## Tekst
::::::::

3. Er is onverkort een risico dat eiser zich aan het toezicht op vreemdeling en zal onttrekken. Verder is er geen garantie dat de uitzetting van eiser zal worden gerealiseerd indien aan hem een lichter middel dan de maatregel van bewaring wordt opgelegd. Eiser heeft voorts geen bijzondere omstandigheden aangevoerd die verweerder ertoe hadden moeten brengen om met een lichter middel te volstaan. Terecht heeft verweerder de belangenafweging in het nadeel van eiser laten uitvallen.
4. De rechtbank komt tot de conclusie dat de voortduring van de maatregel van bewaring van eiser nog steeds rechtmatig is. Hieruit vloeit voort dat er geen aanleiding is om eiser schadevergoeding of een proceskostenveroordeling toe te kennen.

::::::::

## Opdracht 1
Schrijf het deel van de tekst tussen "3. Er is onverkort" en "toe te kennen.", beide inbegrepen, woordelijk over.
## Opdracht 2
Leg aan de hand van de tekst uit waarom de rechtbank eiser geen schadevergoeding of proceskostenveroordeling toekent.

## Aangeleverde gegevens
::::::::

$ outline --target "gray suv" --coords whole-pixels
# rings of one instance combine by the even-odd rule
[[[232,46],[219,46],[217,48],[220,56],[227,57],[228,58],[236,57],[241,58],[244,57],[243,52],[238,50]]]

::::::::

## Schriftelijk antwoord 1
3. Er is onverkort een risico dat eiser zich aan het toezicht op vreemdeling en zal onttrekken. Verder is er geen garantie dat de uitzetting van eiser zal worden gerealiseerd indien aan hem een lichter middel dan de maatregel van bewaring wordt opgelegd. Eiser heeft voorts geen bijzondere omstandigheden aangevoerd die verweerder ertoe hadden moeten brengen om met een lichter middel te volstaan. Terecht heeft verweerder de belangenafweging in het nadeel van eiser laten uitvallen.
4. De rechtbank komt tot de conclusie dat de voortduring van de maatregel van bewaring van eiser nog steeds rechtmatig is. Hieruit vloeit voort dat er geen aanleiding is om eiser schadevergoeding of een proceskostenveroordeling toe te kennen.

## Schriftelijk antwoord 2
De rechtbank concludeert dat de voortduring van de maatregel van bewaring van eiser nog steeds rechtmatig is. Daaruit volgt dat er geen aanleiding is om eiser een schadevergoeding of een proceskostenveroordeling toe te kennen.